__Votre tâche__: Pouvez-vous recopier fidèlement un passage du texte sur la gestion des arbres, en commençant aux mots qui contiennent « Sr Geneviève op » et en vous arrêtant après « au XIXème siècle. » ?

__Extrait fourni__:
■ ■ ■
Alors, comment les gérer ?
Il y a les arbres qui tombent tout seul, carrément déracinés, ou seulement amputés d’une grosse branche, en général au moins une fois par an : c’est la conséquence des tempêtes de vent qui agitent notre site assez régulièrement. En général nous trouvons des amis « bûcherons » pour régler le problème.
Il y a les arbres qui vont bien, grandissent tranquillement. Il faut parfois les élaguer pour limiter leur impact visuel.
Il y a les arbres vénérables, dont nous apprécions la présence et que nous contemplons souvent, comme dans l’allée Saint Martin. Il nous reste à ramasser les innombrables branches mortes tombées lors des tempêtes : nous apprécions quand des scouts sont là, à point, pour la corvée de bois !
Il y a « les mêmes » mais qui ont la mauvaise idée d’être plantés près d’un bâtiment, d’un câble électrique ou d’un fil téléphonique. Ils nous inquiètent… Deux solutions s’offrent à nous :
– un élagage qui diminue la prise au vent mais qui doit être fait régulièrement, avec un budget non négligeable.
– un abattage : cette décision est prise après avoir essayé d’évaluer le risque que l’arbre ne résiste pas à une tempête, et d’estimer les dégâts potentiels en cas de chute, ce qui n’est pas une science exacte ! C’est ce que nous avons fait cet hiver, en abattant deux tilleuls : celui planté par Lacordaire, qui a eu la mauvaise idée de le coincer entre la maison Lacordaire et l’église, dont la hauteur dépassait largement ces bâtiments, et un autre tilleul, planté lui aussi tout près de la maison, et plutôt envahissant pour les chambres des étages.
Mais rassurez-vous, la terrasse a encore des arbres pour vous accueillir sous leur ramure.
L’entreprise Baobab a géré ces abattages délicats avec dextérité, précision… et beauté ! J’aime regarder les cordistes évoluer dans les arbres et admirer leur travail en équipe pour trouver la meilleure solution à mettre en œuvre : du travail d’artiste !
“UN ARBRE, UNE MAISON”
Sr Geneviève op
Un « arbre de la liberté » à Chalais ?
Peut-être est-ce une légende ? Mais pour les moniales dominicaines qui habitent le lieu depuis 1963, ce tilleul proche de la Maison Lacordaire était bien un symbole de la flamme qui animait Lacordaire, le « refondateur » de l’Ordre Dominicain à Chalais au XIXème siècle.
■ ■ ■
Données brutes

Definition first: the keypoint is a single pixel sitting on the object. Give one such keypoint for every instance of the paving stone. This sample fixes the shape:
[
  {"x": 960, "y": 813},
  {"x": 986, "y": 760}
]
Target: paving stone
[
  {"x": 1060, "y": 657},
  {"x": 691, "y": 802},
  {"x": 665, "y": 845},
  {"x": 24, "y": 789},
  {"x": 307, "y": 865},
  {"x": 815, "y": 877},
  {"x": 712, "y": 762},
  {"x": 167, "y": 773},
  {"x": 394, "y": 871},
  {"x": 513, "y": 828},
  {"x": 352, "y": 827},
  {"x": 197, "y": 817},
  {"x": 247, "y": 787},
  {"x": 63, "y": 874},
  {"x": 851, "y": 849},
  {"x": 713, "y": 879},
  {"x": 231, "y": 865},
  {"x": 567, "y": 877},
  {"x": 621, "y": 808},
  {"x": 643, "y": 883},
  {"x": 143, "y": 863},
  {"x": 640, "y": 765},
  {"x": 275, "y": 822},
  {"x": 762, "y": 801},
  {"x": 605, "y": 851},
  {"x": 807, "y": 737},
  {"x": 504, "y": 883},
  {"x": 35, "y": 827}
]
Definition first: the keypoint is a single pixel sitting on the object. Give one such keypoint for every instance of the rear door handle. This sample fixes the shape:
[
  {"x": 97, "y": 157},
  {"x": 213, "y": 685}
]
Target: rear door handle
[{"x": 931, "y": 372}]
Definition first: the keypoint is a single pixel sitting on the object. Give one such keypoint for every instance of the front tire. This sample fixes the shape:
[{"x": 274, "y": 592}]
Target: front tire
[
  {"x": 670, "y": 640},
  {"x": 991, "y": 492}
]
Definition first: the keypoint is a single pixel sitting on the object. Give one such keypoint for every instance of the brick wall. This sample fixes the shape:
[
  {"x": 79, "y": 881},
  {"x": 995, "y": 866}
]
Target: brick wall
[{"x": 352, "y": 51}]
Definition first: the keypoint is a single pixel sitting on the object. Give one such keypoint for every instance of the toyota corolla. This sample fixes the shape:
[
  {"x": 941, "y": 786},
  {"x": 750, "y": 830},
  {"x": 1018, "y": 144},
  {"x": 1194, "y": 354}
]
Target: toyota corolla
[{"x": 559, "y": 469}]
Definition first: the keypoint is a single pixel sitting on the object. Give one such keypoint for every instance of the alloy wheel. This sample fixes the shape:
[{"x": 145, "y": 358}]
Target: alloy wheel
■ ■ ■
__Résultat__:
Sr Geneviève op
Un « arbre de la liberté » à Chalais ?
Peut-être est-ce une légende ? Mais pour les moniales dominicaines qui habitent le lieu depuis 1963, ce tilleul proche de la Maison Lacordaire était bien un symbole de la flamme qui animait Lacordaire, le « refondateur » de l’Ordre Dominicain à Chalais au XIXème siècle.